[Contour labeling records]

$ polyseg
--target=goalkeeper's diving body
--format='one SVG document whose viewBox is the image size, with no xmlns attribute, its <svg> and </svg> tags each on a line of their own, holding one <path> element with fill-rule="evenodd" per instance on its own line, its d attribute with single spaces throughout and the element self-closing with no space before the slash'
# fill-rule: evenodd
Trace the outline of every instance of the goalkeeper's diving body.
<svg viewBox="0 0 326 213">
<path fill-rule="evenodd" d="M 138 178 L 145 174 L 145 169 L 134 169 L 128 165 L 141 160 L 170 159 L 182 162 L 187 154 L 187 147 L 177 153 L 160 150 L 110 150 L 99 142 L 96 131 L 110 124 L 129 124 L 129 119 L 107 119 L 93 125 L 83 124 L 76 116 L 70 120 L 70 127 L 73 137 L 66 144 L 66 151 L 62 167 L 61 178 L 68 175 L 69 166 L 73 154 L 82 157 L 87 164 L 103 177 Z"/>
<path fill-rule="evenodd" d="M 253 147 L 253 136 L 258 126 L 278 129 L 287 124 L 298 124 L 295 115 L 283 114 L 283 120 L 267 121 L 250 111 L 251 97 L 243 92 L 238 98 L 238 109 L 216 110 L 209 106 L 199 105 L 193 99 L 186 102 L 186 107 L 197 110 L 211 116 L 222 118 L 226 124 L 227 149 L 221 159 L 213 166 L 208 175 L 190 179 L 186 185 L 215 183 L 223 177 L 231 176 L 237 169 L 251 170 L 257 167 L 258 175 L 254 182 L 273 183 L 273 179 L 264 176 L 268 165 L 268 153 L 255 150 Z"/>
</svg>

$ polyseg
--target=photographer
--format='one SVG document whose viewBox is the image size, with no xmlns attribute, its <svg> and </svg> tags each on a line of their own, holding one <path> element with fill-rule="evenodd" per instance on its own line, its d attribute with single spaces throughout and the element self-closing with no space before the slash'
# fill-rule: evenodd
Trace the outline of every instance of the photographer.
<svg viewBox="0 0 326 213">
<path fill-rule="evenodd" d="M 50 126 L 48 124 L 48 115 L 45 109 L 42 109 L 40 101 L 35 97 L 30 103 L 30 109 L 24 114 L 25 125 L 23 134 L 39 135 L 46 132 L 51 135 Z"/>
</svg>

▸ **Problem requirements**
Update the records from their start through the line containing "138 178 L 145", inclusive, by replacing "Trace" with "Draw" and leaving everything else as it is.

▸ **Final result**
$ polyseg
--target=goalkeeper's diving body
--format='one SVG document whose viewBox is the image size, with no xmlns attribute, its <svg> and </svg> tags each on a line of their own, holding one <path> element with fill-rule="evenodd" per instance on its own line, its d attribute with single spaces throughout and the element self-closing with no space before the slash'
# fill-rule: evenodd
Draw the outline of every instance of the goalkeeper's diving body.
<svg viewBox="0 0 326 213">
<path fill-rule="evenodd" d="M 138 178 L 145 174 L 145 169 L 134 169 L 128 165 L 141 160 L 170 159 L 182 162 L 187 154 L 187 147 L 177 153 L 160 150 L 110 150 L 99 142 L 96 131 L 110 124 L 129 124 L 129 119 L 107 119 L 93 125 L 83 124 L 76 116 L 70 120 L 70 127 L 73 137 L 66 144 L 66 151 L 62 167 L 61 178 L 68 175 L 69 166 L 73 154 L 82 157 L 87 164 L 103 177 Z"/>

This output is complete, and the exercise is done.